## What this task involves
Every entry must be output exactly as it was written.

Spatial localization data
⟨
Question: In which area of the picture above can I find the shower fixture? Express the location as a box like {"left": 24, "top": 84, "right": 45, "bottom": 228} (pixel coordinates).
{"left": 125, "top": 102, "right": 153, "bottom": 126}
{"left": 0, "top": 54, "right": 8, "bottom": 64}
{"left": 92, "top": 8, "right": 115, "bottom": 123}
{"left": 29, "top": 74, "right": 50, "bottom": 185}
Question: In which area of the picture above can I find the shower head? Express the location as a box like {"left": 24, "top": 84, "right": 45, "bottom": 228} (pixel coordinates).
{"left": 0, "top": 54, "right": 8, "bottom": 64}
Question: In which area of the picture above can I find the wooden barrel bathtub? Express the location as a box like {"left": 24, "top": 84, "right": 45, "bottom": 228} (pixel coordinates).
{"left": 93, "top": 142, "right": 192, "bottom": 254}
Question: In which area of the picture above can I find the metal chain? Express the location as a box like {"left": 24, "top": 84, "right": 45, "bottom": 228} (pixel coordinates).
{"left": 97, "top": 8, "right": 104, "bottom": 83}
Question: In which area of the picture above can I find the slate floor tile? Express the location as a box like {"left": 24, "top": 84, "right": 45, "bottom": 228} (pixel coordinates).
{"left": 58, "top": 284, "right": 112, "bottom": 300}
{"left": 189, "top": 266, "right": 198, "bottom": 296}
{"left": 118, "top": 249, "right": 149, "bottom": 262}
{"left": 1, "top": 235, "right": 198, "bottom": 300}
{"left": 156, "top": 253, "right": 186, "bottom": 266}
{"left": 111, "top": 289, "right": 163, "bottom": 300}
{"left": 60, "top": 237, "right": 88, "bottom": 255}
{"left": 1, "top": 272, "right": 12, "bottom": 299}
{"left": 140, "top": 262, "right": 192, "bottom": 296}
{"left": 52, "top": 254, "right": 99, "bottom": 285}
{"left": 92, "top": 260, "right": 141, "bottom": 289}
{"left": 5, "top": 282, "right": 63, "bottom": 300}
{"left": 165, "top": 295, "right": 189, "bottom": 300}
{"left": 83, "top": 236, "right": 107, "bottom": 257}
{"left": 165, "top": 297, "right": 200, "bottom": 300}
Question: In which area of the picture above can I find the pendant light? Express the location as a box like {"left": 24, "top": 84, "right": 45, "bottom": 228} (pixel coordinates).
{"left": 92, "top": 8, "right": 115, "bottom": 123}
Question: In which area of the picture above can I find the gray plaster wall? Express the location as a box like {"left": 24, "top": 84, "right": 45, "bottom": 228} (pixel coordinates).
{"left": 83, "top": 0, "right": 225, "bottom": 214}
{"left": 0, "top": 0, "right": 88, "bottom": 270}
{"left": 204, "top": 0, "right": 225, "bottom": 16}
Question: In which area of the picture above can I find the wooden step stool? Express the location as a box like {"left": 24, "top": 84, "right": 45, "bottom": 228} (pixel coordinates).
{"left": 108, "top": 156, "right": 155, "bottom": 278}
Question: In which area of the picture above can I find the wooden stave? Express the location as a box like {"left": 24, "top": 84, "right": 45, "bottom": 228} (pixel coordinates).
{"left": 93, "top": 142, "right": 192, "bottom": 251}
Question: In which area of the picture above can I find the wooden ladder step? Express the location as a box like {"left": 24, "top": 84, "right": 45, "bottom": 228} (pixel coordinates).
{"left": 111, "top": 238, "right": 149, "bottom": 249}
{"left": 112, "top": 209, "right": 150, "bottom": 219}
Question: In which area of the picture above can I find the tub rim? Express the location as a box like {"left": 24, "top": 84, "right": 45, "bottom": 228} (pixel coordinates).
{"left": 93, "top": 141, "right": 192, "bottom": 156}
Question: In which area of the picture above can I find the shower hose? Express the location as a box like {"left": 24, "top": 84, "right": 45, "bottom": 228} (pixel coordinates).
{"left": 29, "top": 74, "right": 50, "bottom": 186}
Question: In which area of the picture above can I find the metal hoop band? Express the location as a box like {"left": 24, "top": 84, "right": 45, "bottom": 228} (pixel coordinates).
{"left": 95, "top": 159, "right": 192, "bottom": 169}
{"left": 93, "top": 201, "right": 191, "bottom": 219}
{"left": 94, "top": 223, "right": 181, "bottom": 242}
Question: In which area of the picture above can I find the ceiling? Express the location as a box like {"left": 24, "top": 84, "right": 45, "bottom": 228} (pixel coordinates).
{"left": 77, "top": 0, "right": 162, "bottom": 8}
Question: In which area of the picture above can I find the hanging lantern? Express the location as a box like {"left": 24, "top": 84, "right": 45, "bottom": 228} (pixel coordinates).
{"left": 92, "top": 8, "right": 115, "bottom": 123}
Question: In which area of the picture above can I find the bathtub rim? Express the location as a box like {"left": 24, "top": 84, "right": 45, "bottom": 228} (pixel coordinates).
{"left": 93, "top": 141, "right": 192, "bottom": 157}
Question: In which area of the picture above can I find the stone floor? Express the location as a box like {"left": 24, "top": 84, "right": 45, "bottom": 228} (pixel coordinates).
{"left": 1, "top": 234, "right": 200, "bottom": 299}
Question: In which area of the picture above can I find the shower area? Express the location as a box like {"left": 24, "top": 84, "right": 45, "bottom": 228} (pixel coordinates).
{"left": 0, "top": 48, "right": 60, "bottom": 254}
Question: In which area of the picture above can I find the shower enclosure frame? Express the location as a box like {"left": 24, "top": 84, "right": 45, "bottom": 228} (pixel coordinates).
⟩
## Reply
Question: In which area of the picture above can I find the shower fixture? Express the location as a box like {"left": 24, "top": 84, "right": 45, "bottom": 228} (pixel coordinates).
{"left": 125, "top": 102, "right": 153, "bottom": 126}
{"left": 0, "top": 54, "right": 8, "bottom": 64}
{"left": 92, "top": 8, "right": 115, "bottom": 123}
{"left": 29, "top": 74, "right": 50, "bottom": 185}
Question: In which area of the picture above can I find the shower head? Express the location as a box like {"left": 24, "top": 84, "right": 45, "bottom": 228} (pixel coordinates).
{"left": 0, "top": 54, "right": 8, "bottom": 64}
Question: In which area of the picture above can I find the wooden barrel bathtub? Express the location as a box like {"left": 24, "top": 84, "right": 45, "bottom": 228} (pixel coordinates).
{"left": 93, "top": 142, "right": 192, "bottom": 254}
Question: In which area of the picture above can I find the metal chain? Express the location as a box like {"left": 24, "top": 84, "right": 45, "bottom": 228} (pixel coordinates).
{"left": 97, "top": 8, "right": 104, "bottom": 83}
Question: In which area of the picture above can I find the slate floor tile? Express the location as a box like {"left": 24, "top": 84, "right": 45, "bottom": 228} (pixel coordinates).
{"left": 58, "top": 284, "right": 112, "bottom": 300}
{"left": 189, "top": 266, "right": 198, "bottom": 296}
{"left": 118, "top": 249, "right": 149, "bottom": 262}
{"left": 1, "top": 235, "right": 198, "bottom": 300}
{"left": 156, "top": 253, "right": 186, "bottom": 266}
{"left": 111, "top": 289, "right": 163, "bottom": 300}
{"left": 60, "top": 237, "right": 88, "bottom": 255}
{"left": 1, "top": 272, "right": 12, "bottom": 299}
{"left": 140, "top": 262, "right": 192, "bottom": 296}
{"left": 52, "top": 254, "right": 99, "bottom": 285}
{"left": 92, "top": 260, "right": 141, "bottom": 289}
{"left": 5, "top": 282, "right": 63, "bottom": 300}
{"left": 165, "top": 295, "right": 189, "bottom": 300}
{"left": 83, "top": 236, "right": 107, "bottom": 257}
{"left": 165, "top": 297, "right": 200, "bottom": 300}
Question: In which area of the picture above can I find the pendant light? Express the location as a box like {"left": 24, "top": 84, "right": 45, "bottom": 228} (pixel coordinates).
{"left": 92, "top": 8, "right": 115, "bottom": 123}
Question: In which area of the picture above can I find the gray plaster wall? Express the location as a box like {"left": 24, "top": 84, "right": 45, "bottom": 228} (pixel coordinates).
{"left": 83, "top": 0, "right": 225, "bottom": 214}
{"left": 0, "top": 0, "right": 88, "bottom": 270}
{"left": 204, "top": 0, "right": 225, "bottom": 16}
Question: In which area of the picture above can I find the wooden step stool? Express the location as a box like {"left": 24, "top": 84, "right": 45, "bottom": 228} (pixel coordinates).
{"left": 108, "top": 156, "right": 155, "bottom": 278}
Question: In which area of the picture above can I find the wooden stave? Express the location as a box like {"left": 24, "top": 84, "right": 45, "bottom": 228} (pixel coordinates).
{"left": 93, "top": 142, "right": 192, "bottom": 251}
Question: In which area of the picture above can I find the wooden ladder step? Express the location as a box like {"left": 24, "top": 84, "right": 45, "bottom": 228} (pixel coordinates).
{"left": 111, "top": 238, "right": 149, "bottom": 249}
{"left": 112, "top": 209, "right": 150, "bottom": 219}
Question: In which area of the picture above can I find the tub rim? Express the location as a box like {"left": 24, "top": 84, "right": 45, "bottom": 228} (pixel coordinates).
{"left": 93, "top": 141, "right": 192, "bottom": 156}
Question: In which area of the picture above can I find the shower hose? Express the location as a box like {"left": 24, "top": 84, "right": 45, "bottom": 228} (pixel coordinates).
{"left": 29, "top": 74, "right": 50, "bottom": 186}
Question: In which area of the picture above can I find the metal hoop band? Express the location as a box like {"left": 24, "top": 84, "right": 45, "bottom": 228} (pixel coordinates).
{"left": 95, "top": 159, "right": 192, "bottom": 169}
{"left": 93, "top": 201, "right": 191, "bottom": 219}
{"left": 94, "top": 223, "right": 181, "bottom": 242}
Question: In which area of the picture above can I find the ceiling? Express the location as a box like {"left": 24, "top": 84, "right": 45, "bottom": 228} (pixel coordinates).
{"left": 77, "top": 0, "right": 162, "bottom": 8}
Question: In which area of the picture above can I find the hanging lantern? Express the location as a box like {"left": 24, "top": 84, "right": 45, "bottom": 228} (pixel coordinates).
{"left": 92, "top": 8, "right": 115, "bottom": 123}
Question: In which area of the picture above can I find the bathtub rim? Express the location as a box like {"left": 24, "top": 84, "right": 45, "bottom": 228} (pixel coordinates).
{"left": 93, "top": 141, "right": 192, "bottom": 157}
Question: In which area of the picture above can I find the stone floor? Express the location as a box like {"left": 24, "top": 84, "right": 45, "bottom": 228} (pixel coordinates).
{"left": 1, "top": 234, "right": 200, "bottom": 299}
Question: In which area of the picture above can I find the shower area? Express the location as a box like {"left": 24, "top": 84, "right": 45, "bottom": 228} (pixel coordinates).
{"left": 0, "top": 48, "right": 60, "bottom": 254}
Question: In which area of the picture above can I find the shower enclosure frame? Express the location as a box like {"left": 24, "top": 84, "right": 45, "bottom": 228} (pixel coordinates).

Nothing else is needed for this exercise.